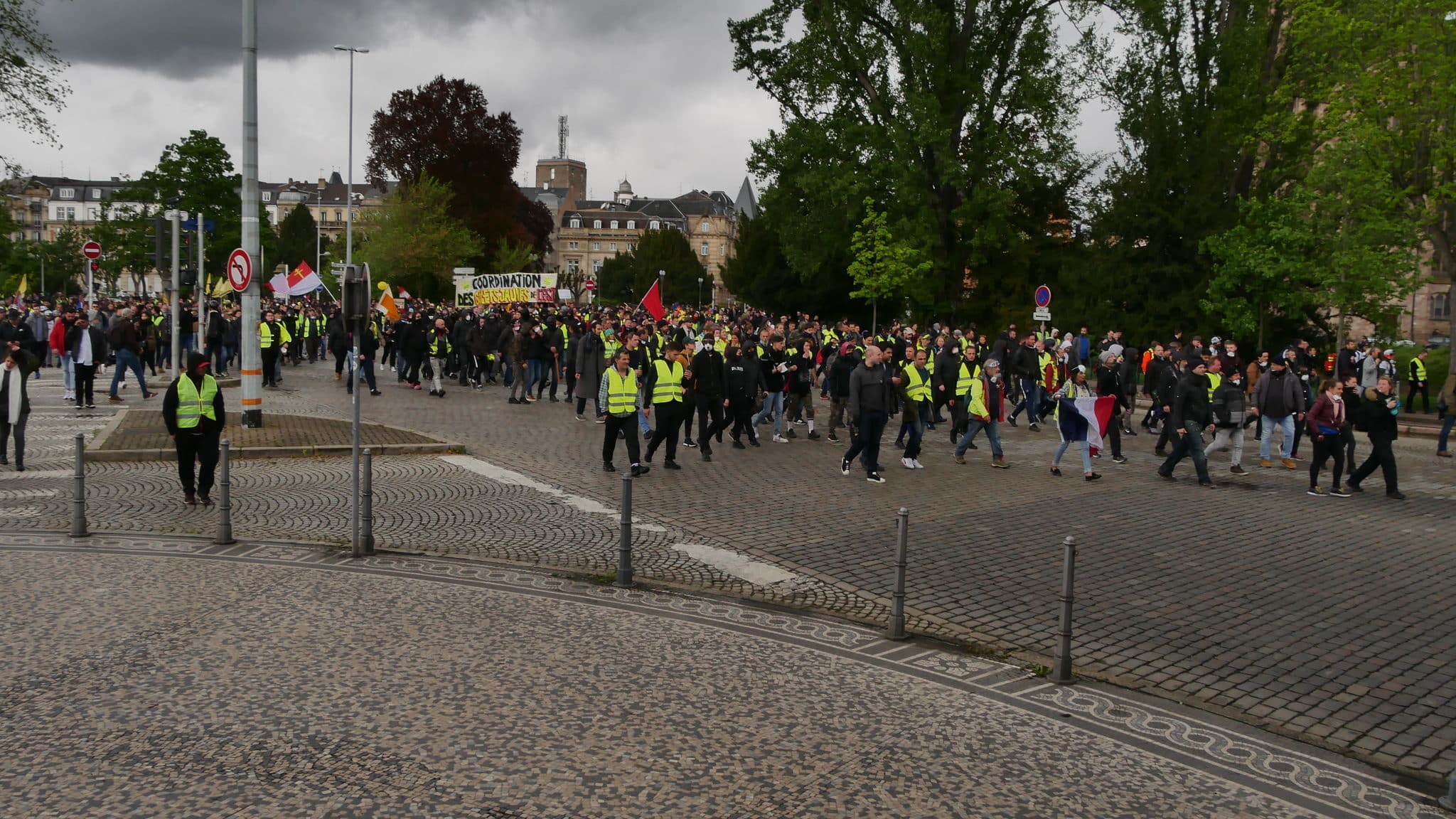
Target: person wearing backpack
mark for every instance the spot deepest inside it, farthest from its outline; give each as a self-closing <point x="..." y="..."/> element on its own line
<point x="1378" y="419"/>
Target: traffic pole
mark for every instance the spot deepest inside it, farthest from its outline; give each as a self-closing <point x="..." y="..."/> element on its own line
<point x="252" y="368"/>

Do this
Give the entries as a two-column CSV with the headers "prompt" and "reply", one row per entry, starting at the line containing "Target: traffic pole" and running through the last entry. Put each field in quotation marks and replace any line breaks with spaces.

Solution to the exercise
prompt,reply
"Target: traffic pole mark for every instance the spot deepest inside it, farthest from its outline; give each as a self-closing <point x=""..."" y=""...""/> element on its own line","<point x=""252"" y=""368""/>"